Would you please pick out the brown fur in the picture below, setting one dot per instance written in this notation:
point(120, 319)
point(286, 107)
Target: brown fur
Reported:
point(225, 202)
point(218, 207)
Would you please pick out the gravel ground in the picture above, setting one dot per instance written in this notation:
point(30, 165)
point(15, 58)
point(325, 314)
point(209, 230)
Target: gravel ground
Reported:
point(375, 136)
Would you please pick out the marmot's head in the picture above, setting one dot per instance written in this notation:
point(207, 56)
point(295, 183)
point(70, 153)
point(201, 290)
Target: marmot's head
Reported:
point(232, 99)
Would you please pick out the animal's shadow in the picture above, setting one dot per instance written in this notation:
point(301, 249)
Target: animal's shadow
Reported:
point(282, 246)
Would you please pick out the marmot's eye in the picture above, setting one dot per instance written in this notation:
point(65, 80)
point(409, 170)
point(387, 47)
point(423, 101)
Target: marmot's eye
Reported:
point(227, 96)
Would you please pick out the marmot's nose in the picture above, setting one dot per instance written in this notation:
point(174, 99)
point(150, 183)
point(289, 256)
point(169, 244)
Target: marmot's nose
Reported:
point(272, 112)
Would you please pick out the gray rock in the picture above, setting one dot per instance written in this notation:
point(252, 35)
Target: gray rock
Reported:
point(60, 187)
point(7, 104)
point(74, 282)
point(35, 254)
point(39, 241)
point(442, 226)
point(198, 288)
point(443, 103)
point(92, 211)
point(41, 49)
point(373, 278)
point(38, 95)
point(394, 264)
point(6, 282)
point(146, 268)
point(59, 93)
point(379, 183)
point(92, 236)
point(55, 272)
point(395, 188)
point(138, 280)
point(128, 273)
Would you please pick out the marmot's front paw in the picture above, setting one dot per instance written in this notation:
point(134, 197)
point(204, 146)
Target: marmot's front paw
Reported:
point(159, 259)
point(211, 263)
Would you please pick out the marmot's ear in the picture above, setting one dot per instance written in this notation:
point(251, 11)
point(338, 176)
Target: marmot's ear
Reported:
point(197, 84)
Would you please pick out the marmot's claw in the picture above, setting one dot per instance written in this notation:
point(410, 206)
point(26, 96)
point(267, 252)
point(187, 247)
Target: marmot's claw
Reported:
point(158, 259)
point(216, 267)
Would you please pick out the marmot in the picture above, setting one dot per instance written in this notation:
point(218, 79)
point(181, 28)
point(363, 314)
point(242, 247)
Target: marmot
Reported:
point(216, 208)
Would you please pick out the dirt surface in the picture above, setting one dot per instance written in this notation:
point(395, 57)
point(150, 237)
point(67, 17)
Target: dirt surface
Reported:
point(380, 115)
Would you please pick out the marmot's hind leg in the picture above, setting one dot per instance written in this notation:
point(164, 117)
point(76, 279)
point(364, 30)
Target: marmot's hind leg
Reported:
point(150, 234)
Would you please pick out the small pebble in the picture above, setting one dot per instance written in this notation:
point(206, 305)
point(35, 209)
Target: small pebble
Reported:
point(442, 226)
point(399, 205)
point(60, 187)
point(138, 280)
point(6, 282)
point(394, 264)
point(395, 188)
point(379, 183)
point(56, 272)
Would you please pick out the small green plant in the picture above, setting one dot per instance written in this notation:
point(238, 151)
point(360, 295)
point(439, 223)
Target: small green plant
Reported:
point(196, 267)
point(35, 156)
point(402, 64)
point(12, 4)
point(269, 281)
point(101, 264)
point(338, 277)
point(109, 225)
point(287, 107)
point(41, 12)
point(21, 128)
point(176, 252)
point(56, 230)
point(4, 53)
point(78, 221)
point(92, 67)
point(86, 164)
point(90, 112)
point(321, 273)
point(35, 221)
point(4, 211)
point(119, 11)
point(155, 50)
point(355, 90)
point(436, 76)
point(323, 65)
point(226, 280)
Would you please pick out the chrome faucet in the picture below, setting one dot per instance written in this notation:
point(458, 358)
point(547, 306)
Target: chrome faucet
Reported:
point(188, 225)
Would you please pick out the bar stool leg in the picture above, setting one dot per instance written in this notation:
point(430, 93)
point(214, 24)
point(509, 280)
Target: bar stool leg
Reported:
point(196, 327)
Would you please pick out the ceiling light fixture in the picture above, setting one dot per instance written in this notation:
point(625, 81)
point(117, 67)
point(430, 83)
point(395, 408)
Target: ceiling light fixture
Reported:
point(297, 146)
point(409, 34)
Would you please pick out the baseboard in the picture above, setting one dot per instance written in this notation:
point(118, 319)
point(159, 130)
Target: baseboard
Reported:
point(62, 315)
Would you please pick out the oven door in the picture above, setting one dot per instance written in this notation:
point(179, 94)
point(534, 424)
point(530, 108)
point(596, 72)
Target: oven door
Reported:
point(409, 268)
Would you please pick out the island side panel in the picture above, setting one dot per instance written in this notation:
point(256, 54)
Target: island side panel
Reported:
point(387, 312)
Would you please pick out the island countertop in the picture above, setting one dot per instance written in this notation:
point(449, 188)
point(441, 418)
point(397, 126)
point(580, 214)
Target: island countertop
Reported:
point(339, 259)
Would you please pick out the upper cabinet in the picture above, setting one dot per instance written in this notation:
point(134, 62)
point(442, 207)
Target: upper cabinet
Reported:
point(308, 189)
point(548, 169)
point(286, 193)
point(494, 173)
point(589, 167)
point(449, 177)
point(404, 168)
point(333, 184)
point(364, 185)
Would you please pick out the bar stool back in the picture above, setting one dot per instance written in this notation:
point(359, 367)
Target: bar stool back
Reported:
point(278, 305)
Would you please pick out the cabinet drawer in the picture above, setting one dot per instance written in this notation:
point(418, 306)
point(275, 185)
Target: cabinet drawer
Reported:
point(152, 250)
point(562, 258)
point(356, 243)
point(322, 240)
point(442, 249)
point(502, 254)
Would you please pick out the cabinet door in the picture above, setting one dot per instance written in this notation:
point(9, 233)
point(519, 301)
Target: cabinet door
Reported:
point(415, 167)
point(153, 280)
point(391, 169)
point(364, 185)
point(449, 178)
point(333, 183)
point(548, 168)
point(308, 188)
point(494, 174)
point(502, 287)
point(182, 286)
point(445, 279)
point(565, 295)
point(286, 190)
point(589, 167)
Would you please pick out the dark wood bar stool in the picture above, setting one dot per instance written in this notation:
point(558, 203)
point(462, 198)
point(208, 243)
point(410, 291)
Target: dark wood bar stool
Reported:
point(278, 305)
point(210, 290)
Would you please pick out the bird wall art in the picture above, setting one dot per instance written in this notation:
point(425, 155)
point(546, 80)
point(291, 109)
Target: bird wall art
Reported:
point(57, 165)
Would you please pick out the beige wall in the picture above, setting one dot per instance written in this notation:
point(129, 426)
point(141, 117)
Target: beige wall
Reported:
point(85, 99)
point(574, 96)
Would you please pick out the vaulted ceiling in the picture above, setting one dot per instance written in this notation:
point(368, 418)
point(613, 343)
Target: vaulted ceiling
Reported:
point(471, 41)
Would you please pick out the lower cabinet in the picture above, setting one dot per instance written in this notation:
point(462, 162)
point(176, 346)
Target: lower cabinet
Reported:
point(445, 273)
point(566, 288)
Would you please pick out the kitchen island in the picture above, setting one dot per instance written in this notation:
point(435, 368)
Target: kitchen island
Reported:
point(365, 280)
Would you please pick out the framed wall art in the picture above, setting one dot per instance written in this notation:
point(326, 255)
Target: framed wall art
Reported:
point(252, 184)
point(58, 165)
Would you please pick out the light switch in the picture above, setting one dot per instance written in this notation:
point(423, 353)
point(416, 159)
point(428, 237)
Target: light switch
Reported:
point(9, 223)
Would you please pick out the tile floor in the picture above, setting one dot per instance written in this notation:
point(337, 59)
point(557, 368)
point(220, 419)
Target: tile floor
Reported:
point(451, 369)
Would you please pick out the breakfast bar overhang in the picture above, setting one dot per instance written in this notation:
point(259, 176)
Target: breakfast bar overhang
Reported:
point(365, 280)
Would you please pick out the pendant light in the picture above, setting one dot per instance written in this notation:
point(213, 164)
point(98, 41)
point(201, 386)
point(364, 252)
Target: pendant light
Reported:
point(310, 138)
:::::
Copy, from the lines above, each one that holds "bird".

[Solution]:
Would you please pick out the bird wall art in the picture above, setting one dot per instance written in this notation:
Target: bird wall art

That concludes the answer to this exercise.